▶ Data for analysis
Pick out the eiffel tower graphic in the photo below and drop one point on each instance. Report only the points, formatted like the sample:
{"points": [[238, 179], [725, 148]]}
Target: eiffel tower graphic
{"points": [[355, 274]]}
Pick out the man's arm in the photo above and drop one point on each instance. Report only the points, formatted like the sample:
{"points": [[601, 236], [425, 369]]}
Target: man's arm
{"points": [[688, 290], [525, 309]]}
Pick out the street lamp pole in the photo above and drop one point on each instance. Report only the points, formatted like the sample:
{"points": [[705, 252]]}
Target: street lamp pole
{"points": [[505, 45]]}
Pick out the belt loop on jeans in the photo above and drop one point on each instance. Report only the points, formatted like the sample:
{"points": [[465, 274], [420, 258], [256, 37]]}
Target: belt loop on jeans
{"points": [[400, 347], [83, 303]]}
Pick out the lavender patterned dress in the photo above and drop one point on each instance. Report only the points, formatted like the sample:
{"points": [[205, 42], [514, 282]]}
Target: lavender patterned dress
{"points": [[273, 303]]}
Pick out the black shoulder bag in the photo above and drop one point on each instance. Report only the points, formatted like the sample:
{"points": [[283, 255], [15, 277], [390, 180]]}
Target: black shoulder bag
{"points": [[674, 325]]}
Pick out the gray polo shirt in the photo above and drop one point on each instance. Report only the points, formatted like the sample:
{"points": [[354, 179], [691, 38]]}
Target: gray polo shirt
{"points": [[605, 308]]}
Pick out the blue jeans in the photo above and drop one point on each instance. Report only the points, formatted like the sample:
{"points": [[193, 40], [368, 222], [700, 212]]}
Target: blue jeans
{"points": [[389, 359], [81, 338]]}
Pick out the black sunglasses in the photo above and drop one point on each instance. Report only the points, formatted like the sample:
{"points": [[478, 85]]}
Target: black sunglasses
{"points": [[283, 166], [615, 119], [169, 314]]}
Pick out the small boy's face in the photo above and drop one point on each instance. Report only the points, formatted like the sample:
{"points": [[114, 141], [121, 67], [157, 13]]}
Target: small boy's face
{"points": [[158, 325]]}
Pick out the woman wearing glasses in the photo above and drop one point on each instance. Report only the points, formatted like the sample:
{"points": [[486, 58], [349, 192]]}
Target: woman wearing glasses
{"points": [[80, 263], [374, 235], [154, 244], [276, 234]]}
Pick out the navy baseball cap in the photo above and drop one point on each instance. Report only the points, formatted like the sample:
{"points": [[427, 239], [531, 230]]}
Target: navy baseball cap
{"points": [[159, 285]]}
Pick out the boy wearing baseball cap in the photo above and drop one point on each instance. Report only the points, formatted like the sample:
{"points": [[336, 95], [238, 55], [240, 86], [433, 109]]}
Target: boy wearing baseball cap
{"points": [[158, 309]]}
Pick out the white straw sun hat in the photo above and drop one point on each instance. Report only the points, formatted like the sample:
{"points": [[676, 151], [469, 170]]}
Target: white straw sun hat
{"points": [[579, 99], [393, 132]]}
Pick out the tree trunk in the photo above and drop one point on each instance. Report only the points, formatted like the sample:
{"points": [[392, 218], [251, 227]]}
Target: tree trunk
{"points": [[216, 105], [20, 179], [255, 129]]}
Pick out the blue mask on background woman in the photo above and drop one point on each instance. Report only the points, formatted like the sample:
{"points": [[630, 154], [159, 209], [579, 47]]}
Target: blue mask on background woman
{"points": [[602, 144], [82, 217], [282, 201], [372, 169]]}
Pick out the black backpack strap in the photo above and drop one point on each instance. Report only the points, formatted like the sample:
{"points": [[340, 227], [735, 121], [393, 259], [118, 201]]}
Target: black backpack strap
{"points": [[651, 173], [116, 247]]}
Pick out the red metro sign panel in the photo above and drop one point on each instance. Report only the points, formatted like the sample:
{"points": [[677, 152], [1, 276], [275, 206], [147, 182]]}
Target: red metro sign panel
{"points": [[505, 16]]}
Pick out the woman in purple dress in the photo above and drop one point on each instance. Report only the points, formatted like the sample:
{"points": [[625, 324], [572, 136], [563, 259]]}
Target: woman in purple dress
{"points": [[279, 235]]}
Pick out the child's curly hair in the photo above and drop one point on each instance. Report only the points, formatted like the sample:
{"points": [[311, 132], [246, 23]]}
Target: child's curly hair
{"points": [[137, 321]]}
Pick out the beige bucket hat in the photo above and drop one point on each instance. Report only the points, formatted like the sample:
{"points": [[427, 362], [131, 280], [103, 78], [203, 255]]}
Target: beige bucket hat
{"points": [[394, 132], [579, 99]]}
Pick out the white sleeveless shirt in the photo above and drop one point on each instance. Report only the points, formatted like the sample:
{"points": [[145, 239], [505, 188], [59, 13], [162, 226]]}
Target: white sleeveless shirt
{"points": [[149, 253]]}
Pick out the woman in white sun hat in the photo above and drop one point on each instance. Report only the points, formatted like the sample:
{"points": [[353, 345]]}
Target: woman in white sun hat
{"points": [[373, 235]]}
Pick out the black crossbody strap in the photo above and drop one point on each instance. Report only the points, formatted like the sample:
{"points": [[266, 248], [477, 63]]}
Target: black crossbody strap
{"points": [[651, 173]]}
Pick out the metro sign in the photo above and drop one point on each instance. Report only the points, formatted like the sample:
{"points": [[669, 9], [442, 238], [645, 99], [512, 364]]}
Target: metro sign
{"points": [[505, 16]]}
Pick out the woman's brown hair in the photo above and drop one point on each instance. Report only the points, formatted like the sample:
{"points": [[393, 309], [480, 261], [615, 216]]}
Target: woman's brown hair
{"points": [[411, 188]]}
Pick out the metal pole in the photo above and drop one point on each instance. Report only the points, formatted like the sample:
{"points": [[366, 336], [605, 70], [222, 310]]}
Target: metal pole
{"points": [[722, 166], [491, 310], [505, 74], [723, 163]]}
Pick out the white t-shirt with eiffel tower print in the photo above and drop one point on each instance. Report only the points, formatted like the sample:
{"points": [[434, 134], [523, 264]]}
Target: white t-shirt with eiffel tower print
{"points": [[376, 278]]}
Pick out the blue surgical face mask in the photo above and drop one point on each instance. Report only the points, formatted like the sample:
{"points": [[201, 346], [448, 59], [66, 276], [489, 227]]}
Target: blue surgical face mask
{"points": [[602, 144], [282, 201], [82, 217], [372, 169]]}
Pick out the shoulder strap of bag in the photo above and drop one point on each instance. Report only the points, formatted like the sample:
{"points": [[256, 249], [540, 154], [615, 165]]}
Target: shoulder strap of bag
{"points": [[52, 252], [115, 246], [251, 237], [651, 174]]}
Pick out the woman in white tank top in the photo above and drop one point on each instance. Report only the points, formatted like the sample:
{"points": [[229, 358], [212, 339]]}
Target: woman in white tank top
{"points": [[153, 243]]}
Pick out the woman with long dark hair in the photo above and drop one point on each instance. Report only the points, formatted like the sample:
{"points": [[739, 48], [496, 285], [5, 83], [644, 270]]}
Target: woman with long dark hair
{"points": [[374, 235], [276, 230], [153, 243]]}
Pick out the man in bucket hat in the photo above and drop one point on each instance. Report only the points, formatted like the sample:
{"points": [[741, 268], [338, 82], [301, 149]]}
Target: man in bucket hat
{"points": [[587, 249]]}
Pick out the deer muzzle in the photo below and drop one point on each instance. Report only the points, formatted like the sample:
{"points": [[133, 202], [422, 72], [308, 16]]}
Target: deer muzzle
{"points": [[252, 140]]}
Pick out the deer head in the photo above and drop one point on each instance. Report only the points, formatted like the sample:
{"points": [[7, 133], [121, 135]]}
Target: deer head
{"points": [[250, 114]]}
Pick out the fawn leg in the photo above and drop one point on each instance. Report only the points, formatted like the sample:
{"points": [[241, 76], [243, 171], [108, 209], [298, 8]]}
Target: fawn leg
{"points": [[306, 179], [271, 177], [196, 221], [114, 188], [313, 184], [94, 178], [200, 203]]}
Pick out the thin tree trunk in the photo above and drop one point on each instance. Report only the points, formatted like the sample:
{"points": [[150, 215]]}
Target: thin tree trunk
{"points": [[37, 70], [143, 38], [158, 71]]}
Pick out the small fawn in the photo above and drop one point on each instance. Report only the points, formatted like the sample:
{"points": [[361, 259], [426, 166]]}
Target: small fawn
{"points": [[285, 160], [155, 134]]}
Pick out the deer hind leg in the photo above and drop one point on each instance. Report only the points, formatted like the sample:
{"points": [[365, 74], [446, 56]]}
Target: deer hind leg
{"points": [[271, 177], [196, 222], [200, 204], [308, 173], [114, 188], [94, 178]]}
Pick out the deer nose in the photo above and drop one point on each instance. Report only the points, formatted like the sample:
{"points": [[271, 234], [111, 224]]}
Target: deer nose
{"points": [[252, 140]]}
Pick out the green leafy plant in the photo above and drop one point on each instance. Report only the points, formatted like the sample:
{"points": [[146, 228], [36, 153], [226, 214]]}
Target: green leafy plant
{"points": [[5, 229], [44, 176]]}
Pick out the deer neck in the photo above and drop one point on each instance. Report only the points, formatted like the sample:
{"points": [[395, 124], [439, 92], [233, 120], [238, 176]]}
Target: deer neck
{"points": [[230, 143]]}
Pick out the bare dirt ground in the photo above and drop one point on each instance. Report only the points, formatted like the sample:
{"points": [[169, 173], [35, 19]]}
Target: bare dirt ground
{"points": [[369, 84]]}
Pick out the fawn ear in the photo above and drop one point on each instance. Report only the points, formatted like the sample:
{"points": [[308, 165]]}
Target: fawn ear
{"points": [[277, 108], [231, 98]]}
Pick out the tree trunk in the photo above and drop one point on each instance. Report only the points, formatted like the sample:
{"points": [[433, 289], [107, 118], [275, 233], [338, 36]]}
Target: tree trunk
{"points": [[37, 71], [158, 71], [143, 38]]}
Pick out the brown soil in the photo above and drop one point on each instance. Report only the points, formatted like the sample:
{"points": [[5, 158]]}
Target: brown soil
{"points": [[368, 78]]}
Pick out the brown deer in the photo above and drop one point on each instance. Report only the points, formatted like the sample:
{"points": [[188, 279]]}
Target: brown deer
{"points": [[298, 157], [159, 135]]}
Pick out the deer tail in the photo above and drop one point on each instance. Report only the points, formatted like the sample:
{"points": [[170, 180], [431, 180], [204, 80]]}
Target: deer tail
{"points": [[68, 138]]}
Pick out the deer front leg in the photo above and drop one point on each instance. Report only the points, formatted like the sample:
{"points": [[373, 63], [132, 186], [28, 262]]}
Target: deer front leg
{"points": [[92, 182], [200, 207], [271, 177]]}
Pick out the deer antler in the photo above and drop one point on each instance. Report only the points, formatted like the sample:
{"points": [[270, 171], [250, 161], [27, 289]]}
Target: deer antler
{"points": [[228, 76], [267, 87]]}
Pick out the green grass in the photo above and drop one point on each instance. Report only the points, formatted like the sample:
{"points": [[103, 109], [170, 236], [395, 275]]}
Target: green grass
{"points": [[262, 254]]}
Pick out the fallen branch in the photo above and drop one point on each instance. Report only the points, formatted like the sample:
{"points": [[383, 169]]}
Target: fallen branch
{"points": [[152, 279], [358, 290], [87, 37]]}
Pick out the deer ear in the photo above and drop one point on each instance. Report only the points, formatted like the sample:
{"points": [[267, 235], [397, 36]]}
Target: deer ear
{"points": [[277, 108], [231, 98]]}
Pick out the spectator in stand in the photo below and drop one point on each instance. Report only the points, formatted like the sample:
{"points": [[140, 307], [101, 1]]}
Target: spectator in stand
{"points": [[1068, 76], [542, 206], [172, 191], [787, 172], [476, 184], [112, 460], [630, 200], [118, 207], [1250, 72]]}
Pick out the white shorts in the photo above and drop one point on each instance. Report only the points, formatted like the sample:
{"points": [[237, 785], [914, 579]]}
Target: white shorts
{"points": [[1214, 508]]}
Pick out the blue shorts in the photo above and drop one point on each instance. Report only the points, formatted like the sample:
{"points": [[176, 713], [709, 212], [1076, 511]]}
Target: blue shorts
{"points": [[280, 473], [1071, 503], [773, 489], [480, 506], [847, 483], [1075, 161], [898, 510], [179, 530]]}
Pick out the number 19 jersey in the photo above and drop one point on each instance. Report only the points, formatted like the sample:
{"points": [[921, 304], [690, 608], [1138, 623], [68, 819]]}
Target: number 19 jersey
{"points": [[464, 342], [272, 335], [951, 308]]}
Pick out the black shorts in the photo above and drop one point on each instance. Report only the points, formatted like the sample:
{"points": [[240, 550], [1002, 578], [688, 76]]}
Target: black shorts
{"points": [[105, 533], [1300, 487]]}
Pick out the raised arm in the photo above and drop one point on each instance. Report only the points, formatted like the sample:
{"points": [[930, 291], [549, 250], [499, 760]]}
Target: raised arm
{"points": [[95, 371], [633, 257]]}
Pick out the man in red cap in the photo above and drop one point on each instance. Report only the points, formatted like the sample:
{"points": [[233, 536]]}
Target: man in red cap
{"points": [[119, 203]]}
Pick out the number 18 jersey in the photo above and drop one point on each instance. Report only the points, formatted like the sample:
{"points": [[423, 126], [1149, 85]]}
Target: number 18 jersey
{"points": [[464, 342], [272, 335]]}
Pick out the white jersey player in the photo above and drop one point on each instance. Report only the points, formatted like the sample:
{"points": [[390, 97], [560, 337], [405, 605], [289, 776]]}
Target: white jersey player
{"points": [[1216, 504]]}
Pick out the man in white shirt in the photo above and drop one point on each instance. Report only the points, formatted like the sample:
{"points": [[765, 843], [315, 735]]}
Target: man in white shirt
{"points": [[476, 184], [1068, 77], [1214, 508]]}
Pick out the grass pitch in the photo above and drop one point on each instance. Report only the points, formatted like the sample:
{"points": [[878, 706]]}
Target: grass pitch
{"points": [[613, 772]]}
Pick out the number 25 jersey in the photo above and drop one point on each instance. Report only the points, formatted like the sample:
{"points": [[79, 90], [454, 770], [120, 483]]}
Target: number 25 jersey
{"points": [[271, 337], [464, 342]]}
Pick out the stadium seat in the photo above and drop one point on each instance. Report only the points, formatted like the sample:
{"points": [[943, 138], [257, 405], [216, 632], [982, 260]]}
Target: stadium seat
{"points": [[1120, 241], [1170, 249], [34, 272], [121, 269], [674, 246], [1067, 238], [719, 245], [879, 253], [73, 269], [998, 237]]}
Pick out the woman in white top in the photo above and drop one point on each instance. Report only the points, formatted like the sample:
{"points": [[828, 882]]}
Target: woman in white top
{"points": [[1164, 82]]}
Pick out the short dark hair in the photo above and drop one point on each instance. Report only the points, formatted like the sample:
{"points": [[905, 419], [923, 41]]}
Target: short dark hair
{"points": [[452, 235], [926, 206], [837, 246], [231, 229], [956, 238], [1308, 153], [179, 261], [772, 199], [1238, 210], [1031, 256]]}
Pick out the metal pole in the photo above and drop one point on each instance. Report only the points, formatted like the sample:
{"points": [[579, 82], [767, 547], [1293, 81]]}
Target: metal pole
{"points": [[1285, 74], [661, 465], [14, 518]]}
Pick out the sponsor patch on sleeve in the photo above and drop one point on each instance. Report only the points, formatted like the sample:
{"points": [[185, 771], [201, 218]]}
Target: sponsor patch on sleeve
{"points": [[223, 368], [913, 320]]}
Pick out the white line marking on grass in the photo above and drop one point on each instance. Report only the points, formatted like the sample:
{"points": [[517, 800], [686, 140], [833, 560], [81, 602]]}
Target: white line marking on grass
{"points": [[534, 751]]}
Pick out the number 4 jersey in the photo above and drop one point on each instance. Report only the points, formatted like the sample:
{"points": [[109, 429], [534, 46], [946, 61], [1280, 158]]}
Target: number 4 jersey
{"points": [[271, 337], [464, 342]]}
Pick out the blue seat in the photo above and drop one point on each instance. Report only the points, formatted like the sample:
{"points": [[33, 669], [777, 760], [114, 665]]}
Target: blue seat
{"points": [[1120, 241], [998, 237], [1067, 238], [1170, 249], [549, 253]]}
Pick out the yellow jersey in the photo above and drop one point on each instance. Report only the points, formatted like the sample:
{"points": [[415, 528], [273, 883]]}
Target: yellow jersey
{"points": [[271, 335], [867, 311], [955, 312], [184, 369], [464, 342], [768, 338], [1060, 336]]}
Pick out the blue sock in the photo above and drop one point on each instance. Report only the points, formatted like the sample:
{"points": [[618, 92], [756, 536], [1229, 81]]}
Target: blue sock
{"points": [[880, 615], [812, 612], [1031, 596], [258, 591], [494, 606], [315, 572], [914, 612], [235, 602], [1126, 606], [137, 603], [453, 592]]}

▶ Task objective
Count the lines above that contain the word "below", and give only that number.

▶ Written answer
3